EXTRACTED TEXT:
[Start of Attachment]
9th President of Hamilton College
- In office 1892–1917
- Preceded by: Henry Darling
- Succeeded by: Frederick Carlos Ferry

Personal details
- Born: Melancthon Woolsey Stryker January 7, 1851 Vernon, New York, U.S.
- Died: December 6, 1929 (aged 78) Clinton, New York, U.S.
- Resting place: Hamilton College Cemetery
- Spouse: Clara Elizabeth Goss ​ ​(m. 1876)​
- Relations: Melancthon Taylor Woolsey (grandfather)
- Children: 6, including Lloyd
- Alma mater: Hamilton College (AB, DD) Auburn Theological Seminary

= M. Woolsey Stryker =

American clergyman (1851–1929)

Melancthon Woolsey Stryker (January 7, 1851 – December 6, 1929), an American clergyman, was pastor of the Fourth Presbyterian Church in Chicago and president of Hamilton College in upstate New York from 1892 to 1917. He distanced Hamilton from the Presbyterian Church, moving it towards becoming a more secular institution.
[End of Attachment]
Data excerpts:
[Start of Attachment]
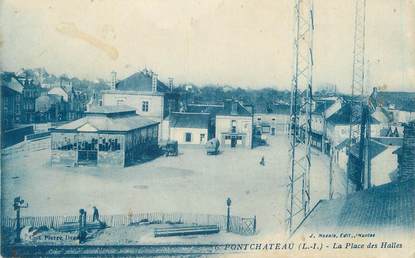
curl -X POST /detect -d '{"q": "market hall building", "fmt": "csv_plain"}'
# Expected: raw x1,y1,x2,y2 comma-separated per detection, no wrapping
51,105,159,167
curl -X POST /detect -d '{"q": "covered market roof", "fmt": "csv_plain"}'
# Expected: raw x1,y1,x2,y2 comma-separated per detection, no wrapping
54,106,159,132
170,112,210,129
[End of Attachment]
[Start of Attachment]
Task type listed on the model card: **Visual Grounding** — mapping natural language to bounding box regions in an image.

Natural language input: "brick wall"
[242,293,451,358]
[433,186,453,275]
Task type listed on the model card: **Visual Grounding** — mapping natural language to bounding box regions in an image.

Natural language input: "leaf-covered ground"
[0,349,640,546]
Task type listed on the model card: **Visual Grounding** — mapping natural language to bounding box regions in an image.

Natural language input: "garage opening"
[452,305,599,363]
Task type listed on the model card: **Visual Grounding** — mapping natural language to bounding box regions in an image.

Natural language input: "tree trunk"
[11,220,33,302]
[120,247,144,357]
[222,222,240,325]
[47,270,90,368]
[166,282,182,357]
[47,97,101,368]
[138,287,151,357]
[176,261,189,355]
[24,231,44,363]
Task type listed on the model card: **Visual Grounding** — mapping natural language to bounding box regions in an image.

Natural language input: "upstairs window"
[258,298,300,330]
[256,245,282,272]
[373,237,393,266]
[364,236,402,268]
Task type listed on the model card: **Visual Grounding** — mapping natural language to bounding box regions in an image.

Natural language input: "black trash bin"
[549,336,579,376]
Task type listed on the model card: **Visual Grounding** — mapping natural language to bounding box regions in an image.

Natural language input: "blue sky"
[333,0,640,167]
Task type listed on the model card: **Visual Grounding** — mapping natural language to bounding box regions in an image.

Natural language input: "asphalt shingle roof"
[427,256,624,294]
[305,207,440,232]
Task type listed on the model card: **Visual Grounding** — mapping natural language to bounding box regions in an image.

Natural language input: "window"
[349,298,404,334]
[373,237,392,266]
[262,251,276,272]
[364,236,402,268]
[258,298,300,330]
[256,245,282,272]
[End of Attachment]
[Start of Attachment]
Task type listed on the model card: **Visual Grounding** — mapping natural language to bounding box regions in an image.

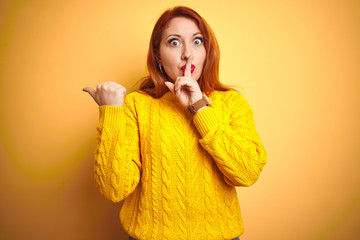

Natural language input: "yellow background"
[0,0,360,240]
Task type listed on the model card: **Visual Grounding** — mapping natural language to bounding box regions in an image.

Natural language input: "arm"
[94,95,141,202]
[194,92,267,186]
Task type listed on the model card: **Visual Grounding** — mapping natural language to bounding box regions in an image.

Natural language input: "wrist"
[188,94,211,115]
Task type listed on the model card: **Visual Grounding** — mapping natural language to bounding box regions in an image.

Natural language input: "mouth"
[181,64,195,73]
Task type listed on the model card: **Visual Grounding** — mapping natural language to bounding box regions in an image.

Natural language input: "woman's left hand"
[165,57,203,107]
[End of Attachment]
ASSIGNED TASK 1:
Answer these from the Stryker profile:
(a) Who preceded Stryker as president of Hamilton College?
(b) Where is Stryker buried?
(c) Which church in Chicago did Stryker serve as pastor?
ASSIGNED TASK 2:
List every person other than Stryker himself who is named in the Stryker profile.
ASSIGNED TASK 3:
Decide whether each statement agrees with the Stryker profile. Answer yes or no and quote the words that decide it.
(a) Stryker was born in Clinton, New York.
(b) Stryker brought Hamilton College closer to the Presbyterian Church.
(c) Melancthon Taylor Woolsey was Stryker's grandfather.
None of the data is needed for this work.

ANSWER SECTION 1:
(a) Henry Darling
(b) Hamilton College Cemetery
(c) The Fourth Presbyterian Church

ANSWER SECTION 2:
- Henry Darling
- Frederick Carlos Ferry
- Clara Elizabeth Goss
- Melancthon Taylor Woolsey
- Lloyd

ANSWER SECTION 3:
(a) No: "Born: Melancthon Woolsey Stryker January 7, 1851 Vernon, New York, U.S."
(b) No: "He distanced Hamilton from the Presbyterian Church"
(c) Yes: "Melancthon Taylor Woolsey (grandfather)"